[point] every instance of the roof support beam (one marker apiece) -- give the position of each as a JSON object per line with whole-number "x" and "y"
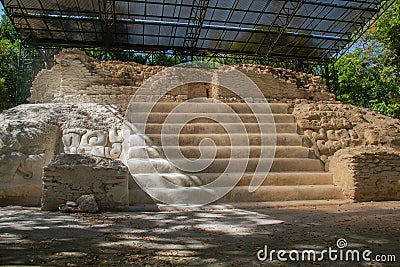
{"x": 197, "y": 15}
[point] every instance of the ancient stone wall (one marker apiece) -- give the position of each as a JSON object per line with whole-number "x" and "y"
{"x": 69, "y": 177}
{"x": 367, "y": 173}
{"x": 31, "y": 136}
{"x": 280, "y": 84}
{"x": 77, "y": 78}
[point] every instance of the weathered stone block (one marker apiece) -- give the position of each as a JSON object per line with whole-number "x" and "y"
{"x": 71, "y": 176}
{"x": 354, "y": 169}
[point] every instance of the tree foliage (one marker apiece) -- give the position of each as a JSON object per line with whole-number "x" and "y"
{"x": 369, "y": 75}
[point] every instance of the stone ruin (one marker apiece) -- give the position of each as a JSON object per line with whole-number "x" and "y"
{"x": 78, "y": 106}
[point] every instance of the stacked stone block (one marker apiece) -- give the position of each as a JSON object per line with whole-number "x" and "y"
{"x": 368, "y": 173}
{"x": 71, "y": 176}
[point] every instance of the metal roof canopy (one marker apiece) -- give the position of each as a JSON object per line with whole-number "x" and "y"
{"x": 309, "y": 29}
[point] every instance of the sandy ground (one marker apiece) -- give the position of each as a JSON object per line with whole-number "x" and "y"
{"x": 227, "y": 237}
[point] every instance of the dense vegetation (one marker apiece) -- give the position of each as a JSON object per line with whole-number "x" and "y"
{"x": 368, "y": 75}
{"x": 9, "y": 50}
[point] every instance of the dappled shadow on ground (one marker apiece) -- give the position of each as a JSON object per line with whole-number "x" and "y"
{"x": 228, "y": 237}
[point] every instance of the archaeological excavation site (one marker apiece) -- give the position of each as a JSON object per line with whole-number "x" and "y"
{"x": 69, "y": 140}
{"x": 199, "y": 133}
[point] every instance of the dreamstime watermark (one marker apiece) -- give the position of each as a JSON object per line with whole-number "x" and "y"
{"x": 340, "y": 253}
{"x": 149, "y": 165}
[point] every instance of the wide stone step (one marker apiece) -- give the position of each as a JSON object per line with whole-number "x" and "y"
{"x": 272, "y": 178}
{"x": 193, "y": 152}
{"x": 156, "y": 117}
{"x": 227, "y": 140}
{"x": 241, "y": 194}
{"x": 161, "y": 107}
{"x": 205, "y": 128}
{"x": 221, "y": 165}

### [WHAT YOU ARE ASKED TO DO]
Reproduce exactly the lines from the one containing "[point] every instance of the dense" through the last line of the records above, including both, and nothing else.

### [EXPECTED OUTPUT]
[point] every instance of the dense vegetation (one marker apiece) -- give the position of each as a JSON object per line with whole-number "x" and "y"
{"x": 368, "y": 75}
{"x": 9, "y": 50}
[point] every instance of the dappled shadow on ground (one marker apiece) -- give the position of each as a JSON object per line with whole-number "x" and "y"
{"x": 228, "y": 237}
[point] every instance of the archaeological excavation site (one marker apiece) -- give the position of each as a JSON object per line with whole-number "x" and "y"
{"x": 69, "y": 140}
{"x": 199, "y": 133}
[point] every instance of the dreamstime watermark (one marker apiece) -- give the position of each as a JSON object per line with whole-number "x" and "y"
{"x": 340, "y": 253}
{"x": 149, "y": 165}
[point] every instance of the wide stone step (one marker apiece) -- give the position of each as a JSON object per line with whole-number "x" and "y"
{"x": 272, "y": 178}
{"x": 193, "y": 152}
{"x": 156, "y": 117}
{"x": 227, "y": 140}
{"x": 241, "y": 194}
{"x": 161, "y": 107}
{"x": 205, "y": 128}
{"x": 221, "y": 165}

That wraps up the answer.